-- START OF Excerpted text --
Similar to the employee pay search, we have to define salaries and wages. We also create a rank for each employee and filter to only the top 100. You can search the created table easily by filter to entity name and fiscal year. You can expand the employee rank to be greater than 100 if you desire too.
CREATE OR REPLACE TABLE `your_project_name.your_dataset.highest_paid_emp` (
entity_id INT64,
fiscal_year INT64,
entity_name STRING,
org1 STRING,
employee_name STRING,
title STRING,
emp_rank INT64,
wages FLOAT64,
benefits FLOAT64,
total FLOAT64
)
PARTITION BY RANGE_BUCKET(entity_id, GENERATE_ARRAY(1, 4000, 1))
AS
SELECT
entity_id ,
fiscal_year ,
entity_name ,
org1 ,
employee_name ,
title ,
emp_rank ,
wages ,
benefits ,
total
FROM
(
SELECT entity_id ,
fiscal_year ,
entity_name ,
org1 ,
employee_name ,
title ,
ROW_NUMBER() OVER (PARTITION BY entity_id, fiscal_year ORDER BY total DESC) AS emp_rank ,
wages ,
benefits ,
ROUND(total, 2) AS total
FROM
(
SELECT
entity_id,
entity_name,
fiscal_year,
org1,
ROUND(wages, 2) AS wages,
ROUND(benefits, 2) AS benefits,
coalesce(wages,0) + coalesce(benefits,0) AS total,
INITCAP(title) AS title,
INITCAP(employee_name) AS employee_name,
INITCAP(govt_lvl) AS govt_lvl
FROM
(SELECT
entity_id,
entity_name,
fiscal_year,
org1,
SUM(
CASE
WHEN is_salary = 1 THEN amount
ELSE 0
END
) AS wages,
SUM(
CASE
WHEN is_salary = 0 THEN amount
ELSE 0
END
) AS benefits,
title,
employee_name,
govt_lvl
FROM
(SELECT
entity_id,
entity_name,
fiscal_year,
org1,
category,
CASE
WHEN
(REGEXP_CONTAINS(LOWER(category),
r'(salary)|(salaries)|(wage)|(compensation)|(excess time)|(overtime)|(bonus)|(incentive)|(leave)|(allowance)|(earning)|(stipend)|(regular pay)|(per diem)|(holiday)|(vacation)|(sick)|(comp time)|(pto)|(capital outlay)|(personal time)|(uncollected)|(hourly)')
-- END OF Excerpted text --
-- START OF Supplied data --
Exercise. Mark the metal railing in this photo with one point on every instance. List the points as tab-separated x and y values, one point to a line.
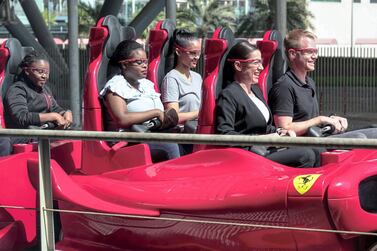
-- END OF Supplied data --
*Tasks*.
(a) Answer these from the highest-paid employee text, one per line:
(i) To how many top employees does the text filter the ranking?
(ii) By which two fields does the text say the created table can be searched?
(iii) Which function assigns emp_rank, and by what column and direction are rows ordered for it?
(b) For each statement, say yes or no by the highest-paid employee text, and quote the words that decide it:
(i) The table is partitioned by fiscal year.
(ii) Total adds wages and benefits, counting a missing value as zero.
(iii) An amount is counted as wages when is_salary equals 1.

*Written responses*.
(a)
(i) The top 100.
(ii) Entity name and fiscal year.
(iii) ROW_NUMBER(), ordered by total in descending order.

(b)
(i) No: "PARTITION BY RANGE_BUCKET(entity_id, GENERATE_ARRAY(1, 4000, 1))"
(ii) Yes: "coalesce(wages,0) + coalesce(benefits,0) AS total"
(iii) Yes: "WHEN is_salary = 1 THEN amount"